PROBLEM TO WORK ON: List each two-word pair in the result that the forum post about pairing words in R wants for the sample sentence, in order.

SOURCE:

1

Here's a fun one. I'm trying to do exactly what this post is doing. That is, repeating and grouping words.

The catch with this question is that I'd like to do it purely with stringr's word() function with a paste0 wrapper. Take the following sentence

sentence <- "Jane saw a cat and then Jane sat down."

The exact result would be

[1] "Jane saw, saw a, a cat, cat and, and then, then Jane, Jane sat, sat down."

I've gotten this far, but word() leaves an extra "" at the end of this string, likely due to the way I've written my code in word() because it doesn't otherwise leave an empty string.

> library(stringr)
> len <- length(strsplit(sentence, " ")[[1]])
> paste0(word(sentence, c(1, 2:len), c(2, 3:len)), collapse = ", ")
[1] "Jane saw, saw a, a cat, cat and, and then, then Jane, Jane sat, sat down., "

Image region labeling entries:
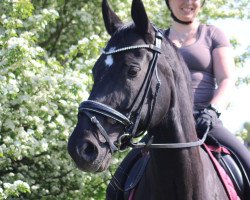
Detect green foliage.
[0,0,249,200]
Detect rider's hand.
[196,108,219,135]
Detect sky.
[211,19,250,133]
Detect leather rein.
[78,30,208,153]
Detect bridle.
[78,29,208,153]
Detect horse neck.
[148,96,204,200]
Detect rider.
[165,0,250,191]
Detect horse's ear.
[131,0,154,41]
[102,0,122,36]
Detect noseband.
[78,30,208,153]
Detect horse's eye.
[128,66,141,78]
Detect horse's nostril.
[77,142,98,162]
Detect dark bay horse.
[68,0,228,200]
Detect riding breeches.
[209,119,250,178]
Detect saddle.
[106,138,250,200]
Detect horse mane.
[106,22,195,138]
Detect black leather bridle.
[79,30,208,153]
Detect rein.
[78,30,208,153]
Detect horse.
[68,0,229,200]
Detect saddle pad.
[203,144,240,200]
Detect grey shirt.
[166,25,230,107]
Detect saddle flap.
[124,155,149,192]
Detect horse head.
[68,0,185,172]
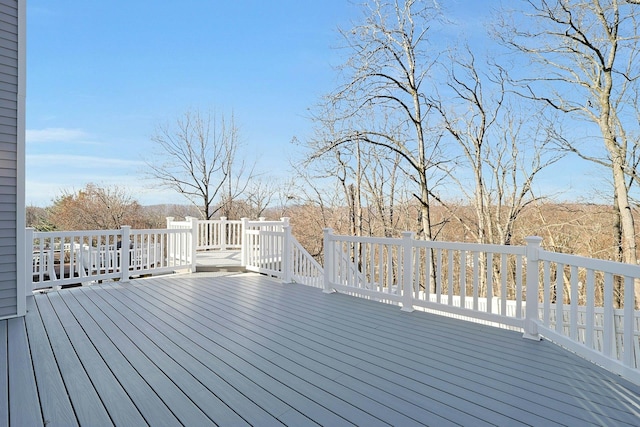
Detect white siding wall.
[0,0,24,318]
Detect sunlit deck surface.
[0,273,640,426]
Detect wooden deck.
[0,273,640,426]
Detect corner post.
[120,225,131,283]
[187,217,198,273]
[322,228,335,294]
[282,218,293,283]
[220,216,227,251]
[24,227,35,296]
[402,231,414,313]
[522,236,542,341]
[240,218,249,267]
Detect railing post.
[184,216,199,251]
[282,218,293,283]
[25,227,35,296]
[523,236,542,341]
[240,218,249,267]
[187,217,198,273]
[120,225,131,283]
[402,231,413,312]
[322,228,335,294]
[220,216,227,251]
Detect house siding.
[0,0,24,318]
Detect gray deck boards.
[0,273,640,426]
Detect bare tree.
[314,0,440,239]
[500,0,640,264]
[146,111,253,219]
[48,184,144,230]
[432,47,562,245]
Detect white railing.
[242,218,324,288]
[323,229,640,383]
[26,226,195,294]
[191,216,243,251]
[242,218,289,278]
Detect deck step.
[196,265,247,273]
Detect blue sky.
[26,0,604,206]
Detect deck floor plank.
[122,280,370,425]
[235,276,640,422]
[168,276,564,423]
[151,276,490,425]
[7,317,44,426]
[5,273,640,426]
[33,298,112,425]
[210,278,632,421]
[95,285,308,425]
[65,292,216,425]
[36,292,147,425]
[26,298,78,427]
[144,278,436,426]
[49,292,179,426]
[75,287,254,425]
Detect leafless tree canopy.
[147,111,253,219]
[498,0,640,264]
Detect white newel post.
[523,236,542,341]
[240,218,250,267]
[120,225,131,283]
[282,218,293,283]
[402,231,413,312]
[24,227,35,296]
[184,216,199,251]
[220,216,227,251]
[187,217,198,273]
[322,228,335,294]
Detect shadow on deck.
[5,273,640,427]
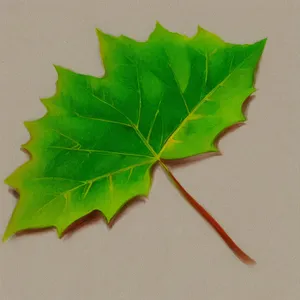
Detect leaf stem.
[160,161,256,265]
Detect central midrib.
[93,50,257,162]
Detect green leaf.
[4,23,266,244]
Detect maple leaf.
[3,23,266,261]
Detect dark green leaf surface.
[4,24,266,239]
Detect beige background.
[0,0,300,300]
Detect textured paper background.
[0,0,300,300]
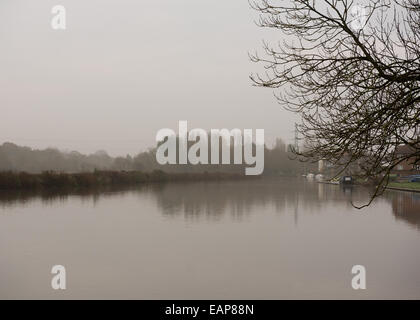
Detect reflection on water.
[0,179,420,299]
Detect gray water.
[0,179,420,299]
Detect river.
[0,178,420,299]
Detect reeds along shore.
[0,170,249,190]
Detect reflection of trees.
[4,178,420,229]
[386,191,420,229]
[156,178,368,221]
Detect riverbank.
[387,182,420,193]
[0,170,246,190]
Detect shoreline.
[0,170,253,191]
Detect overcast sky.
[0,0,296,155]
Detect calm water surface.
[0,179,420,299]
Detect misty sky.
[0,0,296,155]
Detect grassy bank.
[388,182,420,191]
[0,171,249,190]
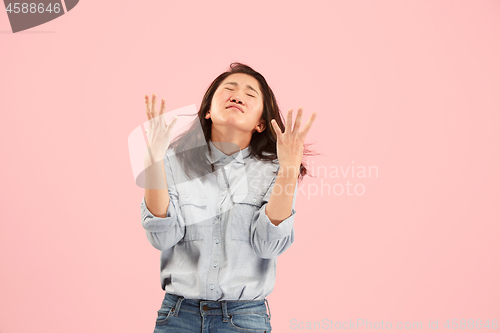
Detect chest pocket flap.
[230,192,263,242]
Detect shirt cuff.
[141,197,177,232]
[256,203,296,242]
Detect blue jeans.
[154,293,271,333]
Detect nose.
[231,97,242,104]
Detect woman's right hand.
[144,94,177,165]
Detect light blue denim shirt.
[141,141,298,301]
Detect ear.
[254,119,266,133]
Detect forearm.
[144,160,170,218]
[265,168,298,225]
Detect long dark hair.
[170,62,316,182]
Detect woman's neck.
[211,126,252,155]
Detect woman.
[141,63,316,332]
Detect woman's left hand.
[271,107,317,177]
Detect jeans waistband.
[164,293,271,320]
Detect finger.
[299,112,318,141]
[285,109,293,134]
[165,116,178,138]
[292,107,304,134]
[160,98,165,114]
[151,94,156,118]
[271,119,283,142]
[145,95,151,119]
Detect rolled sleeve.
[140,153,185,251]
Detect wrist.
[278,165,300,179]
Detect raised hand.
[271,107,317,177]
[144,94,177,165]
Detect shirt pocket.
[231,192,263,242]
[179,193,210,242]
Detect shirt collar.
[207,140,250,164]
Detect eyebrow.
[224,82,260,96]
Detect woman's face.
[205,73,265,133]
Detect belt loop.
[264,298,271,320]
[222,301,229,323]
[174,296,184,317]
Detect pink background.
[0,0,500,333]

OUTPUT OF THE TASK:
Jane saw
saw a
a cat
cat and
and then
then Jane
Jane sat
sat down.